-- Begin Provided text --
They are clear and accurate and played quite well crossed at HPF 315Hz -18db on up. Tonality was quite good and imaging after my usual tuning was tight and locked dead center. Off axis response yields a noticeable drop off in upper frequency extension, so a tweeter is a must in those mounting configurations. I also noticed that they have really good sensitivity as well. It doesnt take much power to get these drivers up to a spirited volume.

Overall, I think these are very, very good. If you're looking for a full range driver to run to 15K I think they will serve you quite well (EQ-ability allows even more potential). If you mate them with a small silk tweeter like the H-Audio Enigma, I think they are a definite winner - A well built, compact, and great sounding widebander.


----------



## niceguy (Mar 12, 2006)

Nice review....I'd like to try a pair but will probably start w/something budget first like the TB 3"....

Jeremy


----------



## WLDock (Sep 27, 2005)

Thanks for the review! I have been waiting for these but as it always seems to happen....things come up now that the drivers are available.


----------



## captainobvious (Mar 11, 2006)

niceguy said:


> Nice review....I'd like to try a pair but will probably start w/something budget first like the TB 3"....
> 
> Jeremy


Sounds like a good plan. The Fountek FR88 and Tang Band W3-1364SA are both terrific drivers and compare to drivers costing MUCH more money.


----------



## Melodic Acoustic (Oct 10, 2005)

Thanks for the great and honest review sir. 

You would be correct, the Enigma High-Res tweeter was brought about if some one want to add that last little bit of top end detail to the Trinity do to its smooth and natural, but detailed sound or any to other wide-band driver for that matter. IHMO (not that it matters) the ET 2-way (Enigma and Trinity) crossed at 10-12khz is a combo for 315hz-up to is hard to beat at any price range. 

I can also tell you this; as the Trinity breaks in even more, it gets better. I recommend 20-30 hours before any critical listening is done as you did. The total break time is around 80-100 hours via the designer/builder of the drivers. I would have to say that is very close to being correct as the more I listen to them the better things got. The high-end extend a little better as did the low-end. I would have to say it is do to the strong motor over the FR88-ex and the higher quality of parts used in the motor.


----------



## Boostedrex (Apr 4, 2007)

Hey Mark, how well would the Trinity do crossed around 250Hz with either an 18db/oct or 24db/oct slope?


----------



## captainobvious (Mar 11, 2006)

^^
They still sounded decent to my ears Zach. I tried them as low as 200hz, in enclosures, and out of the enclosures but wrapped in cloth and they seemed to do pretty well there in both instances. Im not sure what distortion graphs would show at that point, but to the ear they played pretty well. I would probably stick to a higher cross point though if your midbasses are capable enough to extend into that range.


----------



## Boostedrex (Apr 4, 2007)

captainobvious said:


> ^^
> They still sounded decent to my ears Zach. I tried them as low as 200hz, in enclosures, and out of the enclosures but wrapped in cloth and they seemed to do pretty well there in both instances. Im not sure what distortion graphs would show at that point, but to the ear they played pretty well. I would probably stick to a higher cross point though if your midbasses are capable enough to extend into that range.
-- End Provided text --
Written exercise 1:
In the driver review thread, what total break-in time does the designer/builder of the drivers give for the Trinity?
Written exercise 2:
Transcribe the passage of the driver review thread that begins at the words "## Melodic Acoustic" and stops after the words "any price range.".
Written exercise 3:
Go on with the driver review thread from the point where it stops.
-- Begin Extracted data --
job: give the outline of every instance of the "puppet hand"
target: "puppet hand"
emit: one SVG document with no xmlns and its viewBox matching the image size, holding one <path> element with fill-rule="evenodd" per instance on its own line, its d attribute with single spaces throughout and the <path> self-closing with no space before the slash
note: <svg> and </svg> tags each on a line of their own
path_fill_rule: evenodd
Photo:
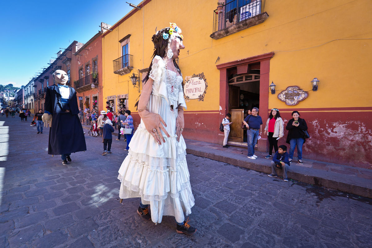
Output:
<svg viewBox="0 0 372 248">
<path fill-rule="evenodd" d="M 178 112 L 178 116 L 176 119 L 176 133 L 177 135 L 177 141 L 179 142 L 181 134 L 183 131 L 185 127 L 185 119 L 183 118 L 183 111 L 182 113 Z"/>
<path fill-rule="evenodd" d="M 167 126 L 167 124 L 161 116 L 158 114 L 150 113 L 148 111 L 141 113 L 140 116 L 145 124 L 146 129 L 153 136 L 156 142 L 159 145 L 161 144 L 161 140 L 163 140 L 163 142 L 165 143 L 165 139 L 161 134 L 160 129 L 163 130 L 168 137 L 169 137 L 169 135 L 164 128 L 164 126 Z"/>
</svg>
-- End Extracted data --
Final result 1:
Around 80-100 hours.

Final result 2:
## Melodic Acoustic (Oct 10, 2005)

Thanks for the great and honest review sir. 

You would be correct, the Enigma High-Res tweeter was brought about if some one want to add that last little bit of top end detail to the Trinity do to its smooth and natural, but detailed sound or any to other wide-band driver for that matter. IHMO (not that it matters) the ET 2-way (Enigma and Trinity) crossed at 10-12khz is a combo for 315hz-up to is hard to beat at any price range.

Final result 3:
My midbass can play up to 1KHz cleanly.  I'll experiment with the Trinity when I get my turn. But I'd like to stay between 250-300Hz if at all possible. This is with the mid in a .9L sealed pod.


----------



## Melodic Acoustic (Oct 10, 2005)

Boostedrex said:


> My midbass can play up to 1KHz cleanly.  I'll experiment with the Trinity when I get my turn. But I'd like to stay between 250-300Hz if at all possible. This is with the mid in a .9L sealed pod.


In the .9L sealed you can go down to 200hz and be fine. But watch you power running them down that low. As with any small driver; the lower you play them the less power you can throw their way. Also it does have a small adverse affect on the detail in the higher midrange of the driver. I have test a ton of small drivers and this hold true for everyone I have tested. This includes drivers sizes from 2" - 7".

If your mid/bass can play to 1khz without a problem 300-400 would be a better point as captainobvious stated; as the resolution and detail would improve a bit from the small driver not having to extend low and use so much of its excursion. Not that is will sound bad or anything like that is just what I have notice from testing so many drivers. The less work the driver has to do the better the detail.


----------



## andy335touring (Jan 25, 2009)

Thanks for another well thought out review, i've just ordered a pair.

My active HU doesn't have the most flexible cross overs unfortunately, i wanted to cross the Trinitys at 250-300hz with some thing like a 18db slope.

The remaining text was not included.